### What to work on
Extract every line of text from the records below verbatim, omitting the pictures.

───── Exercise inputs

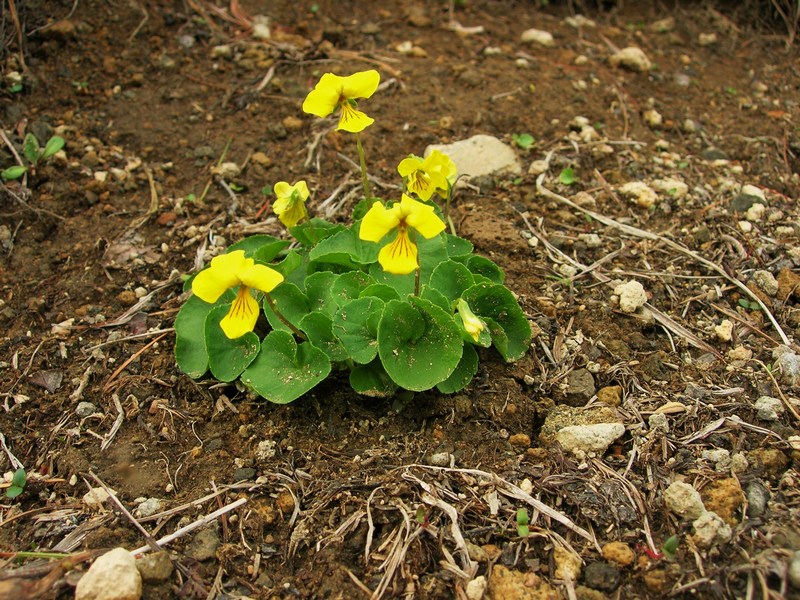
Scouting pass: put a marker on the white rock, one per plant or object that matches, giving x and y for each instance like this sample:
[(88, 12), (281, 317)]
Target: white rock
[(674, 188), (685, 501), (724, 331), (710, 530), (113, 576), (589, 438), (477, 588), (766, 282), (631, 296), (769, 408), (537, 36), (631, 58), (480, 155), (639, 192)]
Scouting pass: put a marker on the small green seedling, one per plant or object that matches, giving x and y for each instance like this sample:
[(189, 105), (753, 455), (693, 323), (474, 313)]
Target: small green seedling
[(17, 483), (567, 176), (522, 523), (33, 155), (523, 140)]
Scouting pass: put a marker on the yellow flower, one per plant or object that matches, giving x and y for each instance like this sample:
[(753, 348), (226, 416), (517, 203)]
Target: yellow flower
[(332, 92), (433, 174), (472, 324), (227, 271), (290, 205), (400, 256)]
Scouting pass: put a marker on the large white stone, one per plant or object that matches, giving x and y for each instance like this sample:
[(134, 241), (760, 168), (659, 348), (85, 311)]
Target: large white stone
[(480, 155), (589, 438), (113, 576)]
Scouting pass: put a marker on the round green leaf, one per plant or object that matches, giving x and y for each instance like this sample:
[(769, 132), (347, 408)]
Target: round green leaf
[(356, 326), (419, 343), (372, 380), (465, 371), (227, 358), (496, 305), (284, 371)]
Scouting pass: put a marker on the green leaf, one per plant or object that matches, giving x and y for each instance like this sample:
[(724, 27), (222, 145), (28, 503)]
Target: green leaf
[(227, 358), (451, 279), (283, 370), (356, 326), (463, 374), (190, 337), (314, 231), (14, 172), (372, 380), (380, 290), (20, 478), (496, 305), (419, 343), (54, 144), (318, 327), (290, 302), (30, 148)]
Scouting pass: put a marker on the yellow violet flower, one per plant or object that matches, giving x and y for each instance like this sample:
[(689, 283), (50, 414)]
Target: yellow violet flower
[(424, 177), (400, 256), (473, 325), (291, 203), (332, 92), (227, 271)]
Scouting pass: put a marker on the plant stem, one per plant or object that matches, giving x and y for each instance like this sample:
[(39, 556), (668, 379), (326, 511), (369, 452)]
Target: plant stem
[(362, 159), (283, 319)]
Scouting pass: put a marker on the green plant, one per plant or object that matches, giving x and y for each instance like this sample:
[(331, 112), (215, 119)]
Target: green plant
[(33, 154), (18, 482), (390, 297), (523, 140)]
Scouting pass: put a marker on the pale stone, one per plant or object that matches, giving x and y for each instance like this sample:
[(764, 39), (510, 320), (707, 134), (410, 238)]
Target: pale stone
[(480, 155), (631, 58), (537, 36), (589, 438), (631, 296), (113, 576), (685, 501)]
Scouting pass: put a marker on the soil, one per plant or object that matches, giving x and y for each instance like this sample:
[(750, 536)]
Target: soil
[(348, 496)]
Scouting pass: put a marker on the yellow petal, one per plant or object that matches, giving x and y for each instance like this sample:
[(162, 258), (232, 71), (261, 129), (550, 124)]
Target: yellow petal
[(261, 277), (378, 221), (361, 85), (399, 257), (353, 120), (242, 315), (322, 100), (211, 283), (421, 217)]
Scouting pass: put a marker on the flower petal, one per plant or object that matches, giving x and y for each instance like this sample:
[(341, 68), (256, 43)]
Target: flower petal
[(223, 274), (361, 85), (353, 120), (261, 277), (399, 257), (378, 221), (421, 217), (242, 316)]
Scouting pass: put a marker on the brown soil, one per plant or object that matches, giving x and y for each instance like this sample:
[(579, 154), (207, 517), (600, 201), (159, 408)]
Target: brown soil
[(343, 496)]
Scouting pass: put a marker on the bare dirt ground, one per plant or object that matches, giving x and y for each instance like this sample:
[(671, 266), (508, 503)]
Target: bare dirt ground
[(341, 496)]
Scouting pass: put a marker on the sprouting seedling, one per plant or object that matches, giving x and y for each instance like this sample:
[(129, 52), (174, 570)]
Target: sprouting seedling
[(18, 482), (522, 523), (567, 176), (33, 155), (523, 140)]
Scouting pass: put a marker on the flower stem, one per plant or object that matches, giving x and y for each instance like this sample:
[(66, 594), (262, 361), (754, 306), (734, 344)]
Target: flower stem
[(362, 159), (283, 319)]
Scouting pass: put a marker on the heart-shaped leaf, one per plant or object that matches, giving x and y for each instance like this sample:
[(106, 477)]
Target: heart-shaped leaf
[(284, 371)]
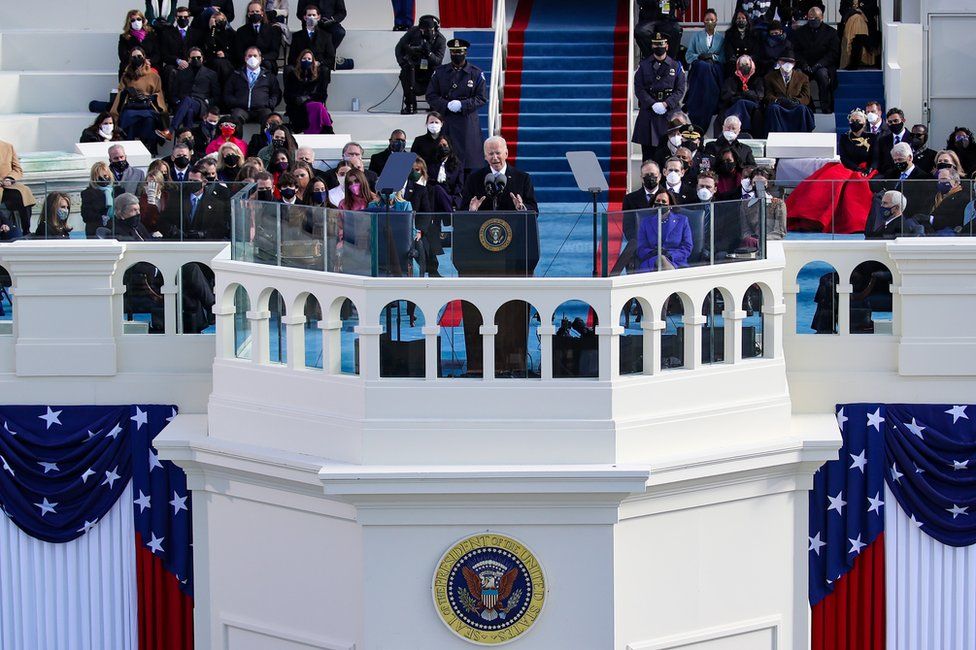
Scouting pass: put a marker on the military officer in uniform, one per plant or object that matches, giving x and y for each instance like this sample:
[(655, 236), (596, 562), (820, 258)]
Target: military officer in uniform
[(457, 91), (419, 52), (660, 86)]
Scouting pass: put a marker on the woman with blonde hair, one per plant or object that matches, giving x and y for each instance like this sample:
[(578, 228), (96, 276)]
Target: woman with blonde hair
[(97, 207), (53, 223), (139, 106), (230, 158)]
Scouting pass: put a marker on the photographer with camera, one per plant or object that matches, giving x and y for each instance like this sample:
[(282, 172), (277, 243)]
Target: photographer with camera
[(419, 52)]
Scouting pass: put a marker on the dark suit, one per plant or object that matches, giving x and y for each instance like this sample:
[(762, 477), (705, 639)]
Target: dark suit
[(210, 220), (518, 182), (636, 200), (320, 42), (882, 150)]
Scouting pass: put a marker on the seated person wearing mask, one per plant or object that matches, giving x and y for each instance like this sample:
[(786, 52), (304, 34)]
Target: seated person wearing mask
[(202, 213), (731, 128), (640, 199), (252, 93), (947, 215), (195, 89), (890, 222), (398, 142), (127, 179), (675, 238)]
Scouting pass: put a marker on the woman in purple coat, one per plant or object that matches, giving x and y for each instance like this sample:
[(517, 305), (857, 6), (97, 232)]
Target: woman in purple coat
[(675, 236)]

──────────

### Output below
Scouting pass: put a marker on the white rock, one per plant or object that matches, giving x and y for each instance like this sample:
[(88, 12), (281, 317)]
Target: white rock
[(674, 188), (685, 501), (724, 331), (710, 530), (113, 576), (589, 438), (477, 588), (766, 282), (631, 296), (769, 408), (537, 36), (631, 58), (480, 155), (639, 192)]
Scouting pass: put a marker on the small green seedling, one per plant or object that matches, giving x and y for each instance like this sample:
[(189, 105), (753, 455), (693, 323), (474, 313)]
Target: small green seedling
[(17, 483), (567, 176), (522, 523), (33, 155), (523, 140)]
Scouting pass: put a marker on the yellow flower, one per plant or object that matches, giving x and y for each instance like this sample:
[(753, 348), (226, 416), (517, 203)]
Target: yellow flower
[(332, 92), (433, 174), (472, 324), (227, 271), (290, 205), (400, 256)]
Scouting pass: put a marker on the large white stone, one per plant or object that matches, giving x and y for each instance like this sample:
[(134, 241), (760, 168), (659, 348), (85, 311)]
Target: large white stone
[(480, 155), (589, 438), (113, 576)]
Scouting pass: put a marker on the round green leaf, one per plant or object that matches, giving x and y for each instance like this sample:
[(769, 132), (347, 408)]
Target: round green leaf
[(356, 326), (419, 343), (372, 380), (465, 371), (227, 358), (496, 305), (284, 371)]
Scouting pass: put a marker on the green leaf, one per plant or object that matches, giving x and y for each instance like this sample:
[(724, 27), (222, 145), (28, 503)]
Target: green leaf
[(227, 358), (451, 279), (283, 370), (356, 326), (463, 374), (190, 337), (314, 231), (14, 172), (372, 380), (380, 290), (20, 478), (496, 305), (419, 343), (54, 144), (318, 327), (290, 302), (30, 148)]
Scouting pass: put a marker on the yellow violet flower, one per plant or object that matches, giving x and y for each instance like this sample:
[(689, 283), (50, 414)]
Target: yellow violet flower
[(424, 177), (400, 256), (473, 325), (291, 203), (332, 92), (227, 271)]
Scouting pass: put a marker on the plant stem, one per plant or object that matches, giving x and y for each instance like this sample:
[(39, 556), (668, 379), (326, 511), (369, 452)]
Target: plant stem
[(362, 159), (283, 319)]
Scouting pass: put a marker on the green plant, one per plant or object that matches, giving x and y for each instance like this sample:
[(331, 112), (215, 119)]
Target: green plant
[(33, 154), (18, 482), (390, 297), (523, 140)]
Scouting pass: put a marker on the pale stone, one per plant or object that matches, giving x and y for each instance like this sample:
[(764, 39), (510, 320), (707, 134), (410, 238)]
Target: pale stone
[(480, 155), (631, 58), (537, 36), (589, 438), (631, 296), (113, 576), (685, 501)]
Scouting pass: put a marker on the soil, one per plant or object that matches, giving x and y for each instance like this sample:
[(750, 536)]
Target: soil
[(348, 496)]
Scouting pass: put a marker on the yellow petal, one per plant or object that matches, giving x and y for each instance like this sample:
[(162, 258), (232, 71), (261, 129), (550, 124)]
Target: yellow petal
[(261, 277), (378, 221), (361, 85), (399, 257), (353, 120), (242, 315), (322, 100), (211, 283), (421, 217)]
Scouting pass: put a marker on the flower petal, one per plant or object that matches, giving x and y for each instance like this sample:
[(341, 68), (256, 43)]
Target: flower petal
[(223, 274), (361, 85), (353, 120), (261, 277), (399, 257), (378, 221), (421, 217), (242, 316)]
Scouting pass: put a marker on the brown soil, one per plant or object that matches, giving x and y for each instance like this sample:
[(579, 154), (207, 517), (600, 201), (159, 408)]
Target: brown soil
[(343, 496)]
Scouting pass: put a marker on the bare dirt ground, one per plant or object that matches, giving x and y for each instance like this sample:
[(671, 266), (508, 503)]
Target: bare dirt ground
[(341, 496)]
Scouting pass: put a marker on the sprouting seedling, one per plant or object that matches, giving x and y for each instance like this sample:
[(129, 52), (174, 570)]
Target: sprouting seedling
[(18, 482), (522, 523), (567, 176), (33, 155), (523, 140)]
Scouting pass: put a marker on the flower stem, one per plant or object that matches, giving x and y for each instance like this sample:
[(66, 594), (262, 361), (754, 306), (734, 344)]
Target: flower stem
[(362, 159), (283, 319)]
Scouting pass: put a marker on the heart-shaped leaf, one per plant or object that matches, giving x and y for each instance like this sample:
[(106, 477)]
Target: heart-shaped leaf
[(284, 371)]
Scouting pass: put a marker on the military officer in uniform, one per plant or object that matches, giving x and y for each instance like this sample:
[(655, 236), (596, 562), (820, 258)]
Target: military officer in uniform
[(457, 91), (419, 52), (660, 86)]
Scouting pass: put a marker on the woman with blonde hair, one per plant or object that matches, giving x and y for each instance like this sample:
[(578, 228), (96, 276)]
Target: woman with blonde hair
[(97, 207), (53, 223), (139, 106), (230, 158)]
Scouting pass: put a marker on the photographer with camera, one per plant or object that matches, giving x and y for each instance like this sample:
[(282, 172), (277, 243)]
Target: photographer with camera
[(419, 52)]
Scouting pass: put a marker on the dark suit, one per plant or object that matches, giving x and y for each instance like this sample:
[(762, 477), (705, 639)]
Target: dark suit
[(210, 220), (518, 182), (636, 200), (320, 42), (882, 150)]
Scouting pass: put a marker on the seated person wearing mask, one per plant or object that matches, giving x and y for each instance like this sample:
[(786, 52), (304, 34)]
Target: seated person wearing mask
[(202, 213), (731, 128), (640, 199), (252, 93), (947, 215), (195, 89), (890, 222), (398, 142), (127, 179), (675, 238)]
Scouting pass: put a marker on the woman in purple coat, one per plant or object that matches, giving x and y for each instance like this sample:
[(517, 305), (857, 6), (97, 232)]
Target: woman in purple coat
[(675, 236)]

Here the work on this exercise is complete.